-- Begin Data provided --

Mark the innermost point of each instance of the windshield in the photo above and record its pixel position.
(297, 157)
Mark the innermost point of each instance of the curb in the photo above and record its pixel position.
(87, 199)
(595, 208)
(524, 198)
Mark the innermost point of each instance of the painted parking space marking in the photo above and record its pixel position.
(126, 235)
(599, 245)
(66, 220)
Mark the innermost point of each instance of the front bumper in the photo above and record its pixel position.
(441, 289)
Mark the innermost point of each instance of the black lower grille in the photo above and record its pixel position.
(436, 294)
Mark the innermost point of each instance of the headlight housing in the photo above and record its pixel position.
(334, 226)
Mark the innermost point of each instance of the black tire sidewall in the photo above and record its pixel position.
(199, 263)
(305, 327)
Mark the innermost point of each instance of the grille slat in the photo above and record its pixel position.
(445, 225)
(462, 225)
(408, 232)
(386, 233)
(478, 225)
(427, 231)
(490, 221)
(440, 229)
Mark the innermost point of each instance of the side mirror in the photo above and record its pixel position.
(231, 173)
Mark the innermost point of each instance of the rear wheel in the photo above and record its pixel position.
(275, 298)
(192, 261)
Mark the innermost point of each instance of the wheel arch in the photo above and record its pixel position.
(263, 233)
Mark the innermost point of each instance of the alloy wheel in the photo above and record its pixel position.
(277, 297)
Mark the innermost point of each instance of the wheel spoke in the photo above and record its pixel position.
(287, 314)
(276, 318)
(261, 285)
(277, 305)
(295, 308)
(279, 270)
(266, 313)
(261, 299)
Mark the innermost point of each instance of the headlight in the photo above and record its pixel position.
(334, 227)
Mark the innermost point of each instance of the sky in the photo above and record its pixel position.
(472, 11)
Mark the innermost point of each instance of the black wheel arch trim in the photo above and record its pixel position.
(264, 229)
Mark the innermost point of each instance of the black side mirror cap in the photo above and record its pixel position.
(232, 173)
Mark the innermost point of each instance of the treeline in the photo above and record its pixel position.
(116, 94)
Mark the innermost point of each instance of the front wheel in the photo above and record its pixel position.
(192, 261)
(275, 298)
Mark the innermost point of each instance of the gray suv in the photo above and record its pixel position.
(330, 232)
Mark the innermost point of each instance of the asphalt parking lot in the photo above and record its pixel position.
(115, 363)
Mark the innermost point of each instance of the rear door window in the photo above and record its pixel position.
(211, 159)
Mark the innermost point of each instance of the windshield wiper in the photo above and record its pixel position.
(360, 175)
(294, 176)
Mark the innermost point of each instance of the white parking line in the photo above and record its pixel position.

-- End Data provided --

▸ **Task**: Scale the part of the data that opens with the line containing "Mark the innermost point of each instance of the front wheel" and closes with the end of the data. Give back only those lines, requests included, with every coordinate in the answers multiplied by 2.3 and rounded to a whole number, halves rounded up.

▸ **Final result**:
Mark the innermost point of each instance of the front wheel in the photo above and record its pixel position.
(442, 600)
(633, 685)
Mark the innermost point of each instance of the gray suv in the photo above and record its pixel position.
(759, 534)
Mark the innermost point of each instance of the asphalt parking lot in the photo above and record its pixel position.
(265, 835)
Mark the innermost point of each instance of the rear door window in the photo above and record its pixel position.
(485, 366)
Mark the innermost point of each instance of the windshield wiper in the photo above and record its pixel position.
(828, 403)
(676, 405)
Mark the innermost point of each instance of the white parking line in the photo above and record its pixel position.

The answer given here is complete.